Once the data has been read, restate all of it exactly.

= = = =

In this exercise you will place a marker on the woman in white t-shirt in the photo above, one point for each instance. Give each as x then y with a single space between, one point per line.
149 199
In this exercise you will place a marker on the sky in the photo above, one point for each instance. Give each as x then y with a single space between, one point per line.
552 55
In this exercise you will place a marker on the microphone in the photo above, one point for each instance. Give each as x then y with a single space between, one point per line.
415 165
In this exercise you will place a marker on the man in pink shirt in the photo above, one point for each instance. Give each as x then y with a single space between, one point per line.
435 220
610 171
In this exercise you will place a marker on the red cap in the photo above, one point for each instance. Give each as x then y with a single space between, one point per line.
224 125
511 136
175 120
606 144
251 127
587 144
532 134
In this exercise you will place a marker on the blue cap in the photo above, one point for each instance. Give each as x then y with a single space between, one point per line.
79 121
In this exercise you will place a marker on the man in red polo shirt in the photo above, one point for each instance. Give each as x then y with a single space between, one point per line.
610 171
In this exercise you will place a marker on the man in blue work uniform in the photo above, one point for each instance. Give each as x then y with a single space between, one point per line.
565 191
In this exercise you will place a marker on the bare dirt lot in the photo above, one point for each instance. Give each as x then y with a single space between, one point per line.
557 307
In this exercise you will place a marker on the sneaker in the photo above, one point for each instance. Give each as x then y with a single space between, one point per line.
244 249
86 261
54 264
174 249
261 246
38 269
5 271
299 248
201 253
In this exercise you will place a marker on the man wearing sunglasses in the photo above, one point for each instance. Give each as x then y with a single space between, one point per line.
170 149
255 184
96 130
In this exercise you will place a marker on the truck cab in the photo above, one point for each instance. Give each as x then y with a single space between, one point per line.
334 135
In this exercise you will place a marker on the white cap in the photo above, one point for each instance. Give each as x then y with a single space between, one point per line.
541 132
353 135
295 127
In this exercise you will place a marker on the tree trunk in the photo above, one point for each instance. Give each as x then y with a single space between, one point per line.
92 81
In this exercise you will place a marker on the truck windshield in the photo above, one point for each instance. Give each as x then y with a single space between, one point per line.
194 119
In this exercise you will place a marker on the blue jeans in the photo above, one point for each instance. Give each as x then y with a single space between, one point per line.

= = = =

Result below
In this exercise you will place a marker on the woman in white t-shirt in the photo above, one point for each instance. Give each as x then y with a single space between, one point per line.
149 199
In this exercise you will place a marker on the sky in the photo above, one point for each instance. Give each as x then y with a single space between, one point per line.
552 55
In this exercise you will place a marker on the microphone in the photo above, one point for each instance. Give each as x then y with a single space between, one point per line.
415 165
In this exercise you will place a marker on the man in pink shirt in the photo above, one point for each instance. Give each as x then y with a single space between, one point per line.
435 220
610 171
In this exercise you will place a marker on the red cap in the photo above, one point for each instance. Give each as x then y with a single space between, one point per line.
224 125
511 136
175 120
606 144
251 127
587 144
532 134
In this exercise you will place a marker on the blue cap in the photo above, one point for each instance. Give each as x then y with a single space between, one point per line.
79 121
In this exercise you will place a marker on the man in red polo shirt in the photo above, one point for each instance. Give each as x then y with a single space between, one point per line.
610 171
In this exercise you will place a marker on the man in blue work uniform in the photo above, one point for each instance. Give each as x then y with a single space between, one point per line.
565 191
In this exercise you will place a marker on the bare dirt lot in the photo above, one point for each instance. Give each as x then y with a single space between, one point per line.
557 307
In this exercise you will place a marker on the sneaker in the photo above, one point for each instance. Give each as x then y with a single space between, one point per line.
244 249
86 261
54 264
174 249
261 246
38 269
5 271
299 248
201 253
In this exercise you will place a marker on the man wearing sunglasses in the photo above, one point for each instance. Give each as x then y with a single space between, one point per line.
170 149
255 184
96 130
In this exercise you will place a marker on the truck cab in the photo above, one point for each instance. Give each as x then y with a single space between, one point per line.
334 135
In this exercise you will place a marker on the white cap in the photo above, one point for each instance. Give each as x then y with a single space between, one point per line.
541 132
353 135
295 127
In this exercise you will place a marker on the tree trunk in the photo above, one point for each instance. Give each as x then y with a single space between, one point per line.
92 81
In this exercise you will place a marker on the truck windshield in the photo above, one point for each instance. Give each as x then y with a single space between, one point per line.
194 119
In this exercise you will place a marker on the blue jeans in the photo above, one point for each instance. Give each as x then y with a single space between, one point per line.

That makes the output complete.